Every line below that has the string "bear" needs to be copied.
Top of THE RECORDS
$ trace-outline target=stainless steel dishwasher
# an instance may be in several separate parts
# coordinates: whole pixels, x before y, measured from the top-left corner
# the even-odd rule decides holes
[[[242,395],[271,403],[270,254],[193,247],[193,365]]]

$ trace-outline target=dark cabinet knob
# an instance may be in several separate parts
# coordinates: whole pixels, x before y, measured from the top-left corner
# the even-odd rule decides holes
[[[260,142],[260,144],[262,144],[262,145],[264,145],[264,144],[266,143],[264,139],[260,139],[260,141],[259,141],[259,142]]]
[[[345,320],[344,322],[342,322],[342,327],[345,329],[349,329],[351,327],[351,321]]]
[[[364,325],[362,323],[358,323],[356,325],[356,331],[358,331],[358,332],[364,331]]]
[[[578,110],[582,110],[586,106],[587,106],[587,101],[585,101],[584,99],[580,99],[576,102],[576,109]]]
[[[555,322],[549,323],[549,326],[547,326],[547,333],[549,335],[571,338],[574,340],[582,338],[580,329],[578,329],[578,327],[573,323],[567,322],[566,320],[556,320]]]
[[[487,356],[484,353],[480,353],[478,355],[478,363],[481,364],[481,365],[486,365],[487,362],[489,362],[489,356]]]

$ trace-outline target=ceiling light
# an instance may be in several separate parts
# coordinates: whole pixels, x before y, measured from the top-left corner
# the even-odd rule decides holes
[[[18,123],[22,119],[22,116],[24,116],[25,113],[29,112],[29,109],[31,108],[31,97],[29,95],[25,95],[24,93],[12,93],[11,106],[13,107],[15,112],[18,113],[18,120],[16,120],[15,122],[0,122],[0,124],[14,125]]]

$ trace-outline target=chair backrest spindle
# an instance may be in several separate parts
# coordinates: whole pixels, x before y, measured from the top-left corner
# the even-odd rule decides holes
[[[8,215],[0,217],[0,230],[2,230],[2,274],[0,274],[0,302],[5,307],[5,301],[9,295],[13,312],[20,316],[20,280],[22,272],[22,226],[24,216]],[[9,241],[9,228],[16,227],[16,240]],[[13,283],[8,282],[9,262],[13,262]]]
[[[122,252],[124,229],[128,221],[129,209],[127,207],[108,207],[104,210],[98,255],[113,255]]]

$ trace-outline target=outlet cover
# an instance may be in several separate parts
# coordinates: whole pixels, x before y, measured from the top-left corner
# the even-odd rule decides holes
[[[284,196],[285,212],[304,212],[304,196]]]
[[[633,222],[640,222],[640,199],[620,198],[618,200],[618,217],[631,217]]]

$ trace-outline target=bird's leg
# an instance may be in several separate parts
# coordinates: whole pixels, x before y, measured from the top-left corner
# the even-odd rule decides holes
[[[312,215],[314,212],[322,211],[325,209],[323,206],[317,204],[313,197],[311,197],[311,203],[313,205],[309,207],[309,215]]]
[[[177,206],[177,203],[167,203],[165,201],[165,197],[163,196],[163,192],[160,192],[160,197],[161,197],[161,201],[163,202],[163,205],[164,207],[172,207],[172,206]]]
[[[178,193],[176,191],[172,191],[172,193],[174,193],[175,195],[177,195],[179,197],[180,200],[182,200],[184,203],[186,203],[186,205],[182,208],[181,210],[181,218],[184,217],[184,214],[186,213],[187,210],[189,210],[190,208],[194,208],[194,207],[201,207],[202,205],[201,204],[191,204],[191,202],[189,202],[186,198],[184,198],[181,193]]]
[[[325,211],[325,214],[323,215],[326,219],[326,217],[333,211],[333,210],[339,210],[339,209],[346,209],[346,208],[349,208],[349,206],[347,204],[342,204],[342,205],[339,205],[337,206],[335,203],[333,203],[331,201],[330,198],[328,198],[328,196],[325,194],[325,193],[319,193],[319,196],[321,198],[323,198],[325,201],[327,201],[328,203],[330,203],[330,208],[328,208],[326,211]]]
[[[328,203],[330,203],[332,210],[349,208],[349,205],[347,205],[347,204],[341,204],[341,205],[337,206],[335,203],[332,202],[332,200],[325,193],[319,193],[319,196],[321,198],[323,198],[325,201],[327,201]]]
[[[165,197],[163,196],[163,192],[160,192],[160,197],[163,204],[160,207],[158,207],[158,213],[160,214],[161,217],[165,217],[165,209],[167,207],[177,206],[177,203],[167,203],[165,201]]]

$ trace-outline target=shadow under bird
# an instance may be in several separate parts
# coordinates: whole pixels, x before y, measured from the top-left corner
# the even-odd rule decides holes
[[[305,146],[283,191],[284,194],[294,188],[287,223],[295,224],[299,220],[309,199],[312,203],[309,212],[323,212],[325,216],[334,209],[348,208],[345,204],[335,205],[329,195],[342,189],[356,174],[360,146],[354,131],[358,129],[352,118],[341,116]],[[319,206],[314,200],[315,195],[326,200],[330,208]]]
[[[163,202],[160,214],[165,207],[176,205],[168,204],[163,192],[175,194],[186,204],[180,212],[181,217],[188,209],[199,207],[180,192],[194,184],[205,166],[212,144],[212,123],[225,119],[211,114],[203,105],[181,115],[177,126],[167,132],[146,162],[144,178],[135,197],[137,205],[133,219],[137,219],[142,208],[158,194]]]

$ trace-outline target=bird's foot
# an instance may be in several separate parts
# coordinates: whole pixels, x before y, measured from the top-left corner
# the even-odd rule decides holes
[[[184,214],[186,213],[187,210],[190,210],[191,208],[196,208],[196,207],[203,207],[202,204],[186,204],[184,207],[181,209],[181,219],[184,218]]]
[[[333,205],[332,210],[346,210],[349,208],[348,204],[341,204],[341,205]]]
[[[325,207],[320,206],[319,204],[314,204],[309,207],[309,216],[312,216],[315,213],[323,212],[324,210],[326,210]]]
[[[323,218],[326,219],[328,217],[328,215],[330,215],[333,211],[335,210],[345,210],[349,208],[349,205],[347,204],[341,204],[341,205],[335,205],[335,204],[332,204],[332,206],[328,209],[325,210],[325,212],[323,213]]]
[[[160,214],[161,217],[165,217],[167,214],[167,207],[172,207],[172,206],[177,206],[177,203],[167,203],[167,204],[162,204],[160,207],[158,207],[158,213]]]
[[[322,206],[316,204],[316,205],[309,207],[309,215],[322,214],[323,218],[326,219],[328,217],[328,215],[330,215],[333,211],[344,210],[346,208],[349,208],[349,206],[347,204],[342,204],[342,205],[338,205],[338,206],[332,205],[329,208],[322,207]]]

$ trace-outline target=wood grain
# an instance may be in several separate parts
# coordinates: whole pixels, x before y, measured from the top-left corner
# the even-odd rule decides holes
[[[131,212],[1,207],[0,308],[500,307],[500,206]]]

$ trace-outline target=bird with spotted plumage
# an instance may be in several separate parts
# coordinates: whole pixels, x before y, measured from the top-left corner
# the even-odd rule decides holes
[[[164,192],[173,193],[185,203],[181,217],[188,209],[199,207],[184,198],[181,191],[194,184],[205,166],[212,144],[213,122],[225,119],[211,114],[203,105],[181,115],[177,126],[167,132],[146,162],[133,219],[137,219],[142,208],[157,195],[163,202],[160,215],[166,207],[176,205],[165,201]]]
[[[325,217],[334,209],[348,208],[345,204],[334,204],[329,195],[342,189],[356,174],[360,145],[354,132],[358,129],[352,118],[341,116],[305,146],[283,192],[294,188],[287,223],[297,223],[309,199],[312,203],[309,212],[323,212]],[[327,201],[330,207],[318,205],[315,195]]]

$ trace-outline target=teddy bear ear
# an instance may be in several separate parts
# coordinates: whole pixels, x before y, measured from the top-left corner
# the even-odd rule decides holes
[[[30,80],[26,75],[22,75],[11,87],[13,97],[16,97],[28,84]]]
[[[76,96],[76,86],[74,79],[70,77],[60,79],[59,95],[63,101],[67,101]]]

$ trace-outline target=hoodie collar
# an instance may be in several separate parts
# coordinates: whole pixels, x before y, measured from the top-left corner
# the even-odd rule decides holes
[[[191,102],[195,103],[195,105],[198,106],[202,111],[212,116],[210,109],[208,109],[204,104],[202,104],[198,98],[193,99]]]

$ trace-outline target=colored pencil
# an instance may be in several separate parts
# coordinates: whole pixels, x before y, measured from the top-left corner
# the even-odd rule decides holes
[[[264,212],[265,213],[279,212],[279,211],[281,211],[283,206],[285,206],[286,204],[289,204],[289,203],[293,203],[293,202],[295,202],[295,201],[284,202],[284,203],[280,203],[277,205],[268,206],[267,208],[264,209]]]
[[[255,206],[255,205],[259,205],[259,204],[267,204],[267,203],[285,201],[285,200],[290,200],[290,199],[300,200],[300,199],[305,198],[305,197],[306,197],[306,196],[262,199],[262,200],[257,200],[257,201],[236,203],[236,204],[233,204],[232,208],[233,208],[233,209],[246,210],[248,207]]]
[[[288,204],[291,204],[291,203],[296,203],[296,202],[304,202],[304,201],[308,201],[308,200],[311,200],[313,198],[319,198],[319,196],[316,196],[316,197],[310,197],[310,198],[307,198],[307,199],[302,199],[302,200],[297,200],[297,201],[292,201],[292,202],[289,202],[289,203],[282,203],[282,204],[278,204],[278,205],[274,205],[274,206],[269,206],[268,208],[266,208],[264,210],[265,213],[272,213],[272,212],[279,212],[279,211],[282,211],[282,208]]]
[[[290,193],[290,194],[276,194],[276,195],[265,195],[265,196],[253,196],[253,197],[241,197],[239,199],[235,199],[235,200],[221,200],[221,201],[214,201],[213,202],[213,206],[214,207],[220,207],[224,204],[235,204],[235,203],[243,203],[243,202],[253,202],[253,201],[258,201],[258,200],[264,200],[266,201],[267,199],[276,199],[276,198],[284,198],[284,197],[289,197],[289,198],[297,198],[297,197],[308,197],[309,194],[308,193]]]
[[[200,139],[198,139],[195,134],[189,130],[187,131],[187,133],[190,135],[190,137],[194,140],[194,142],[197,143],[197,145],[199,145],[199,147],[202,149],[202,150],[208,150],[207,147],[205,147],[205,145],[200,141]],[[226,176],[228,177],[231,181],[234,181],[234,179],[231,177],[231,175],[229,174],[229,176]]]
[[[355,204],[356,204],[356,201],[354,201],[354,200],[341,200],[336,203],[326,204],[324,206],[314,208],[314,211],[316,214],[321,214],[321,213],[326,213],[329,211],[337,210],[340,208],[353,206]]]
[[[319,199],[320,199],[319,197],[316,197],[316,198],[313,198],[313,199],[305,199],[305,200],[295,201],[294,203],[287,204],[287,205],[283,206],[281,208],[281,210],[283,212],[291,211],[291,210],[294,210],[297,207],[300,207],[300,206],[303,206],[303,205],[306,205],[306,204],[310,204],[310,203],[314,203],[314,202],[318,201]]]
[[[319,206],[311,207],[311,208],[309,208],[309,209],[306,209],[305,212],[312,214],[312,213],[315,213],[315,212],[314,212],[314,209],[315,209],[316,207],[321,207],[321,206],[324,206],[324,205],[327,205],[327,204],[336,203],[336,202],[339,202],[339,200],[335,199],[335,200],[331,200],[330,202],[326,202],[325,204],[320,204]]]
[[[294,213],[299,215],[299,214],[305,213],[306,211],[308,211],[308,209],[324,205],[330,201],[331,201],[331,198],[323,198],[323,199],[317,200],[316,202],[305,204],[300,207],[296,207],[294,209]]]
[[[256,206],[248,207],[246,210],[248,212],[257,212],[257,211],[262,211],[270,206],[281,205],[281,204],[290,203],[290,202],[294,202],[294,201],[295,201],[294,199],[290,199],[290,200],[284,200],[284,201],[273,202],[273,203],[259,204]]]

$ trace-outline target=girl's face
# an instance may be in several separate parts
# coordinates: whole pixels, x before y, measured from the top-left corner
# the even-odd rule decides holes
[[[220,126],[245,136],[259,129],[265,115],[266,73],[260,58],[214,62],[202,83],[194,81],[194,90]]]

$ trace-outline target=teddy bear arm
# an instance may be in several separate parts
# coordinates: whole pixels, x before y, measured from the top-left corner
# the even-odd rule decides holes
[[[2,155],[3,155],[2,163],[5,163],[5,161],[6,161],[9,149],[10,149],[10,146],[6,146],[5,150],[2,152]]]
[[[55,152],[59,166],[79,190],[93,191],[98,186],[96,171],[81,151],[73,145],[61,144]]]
Bottom of THE RECORDS
(ANSWER FOR THIS EXERCISE):
$ trace-outline target=teddy bear ear
$ trace-outline target=teddy bear arm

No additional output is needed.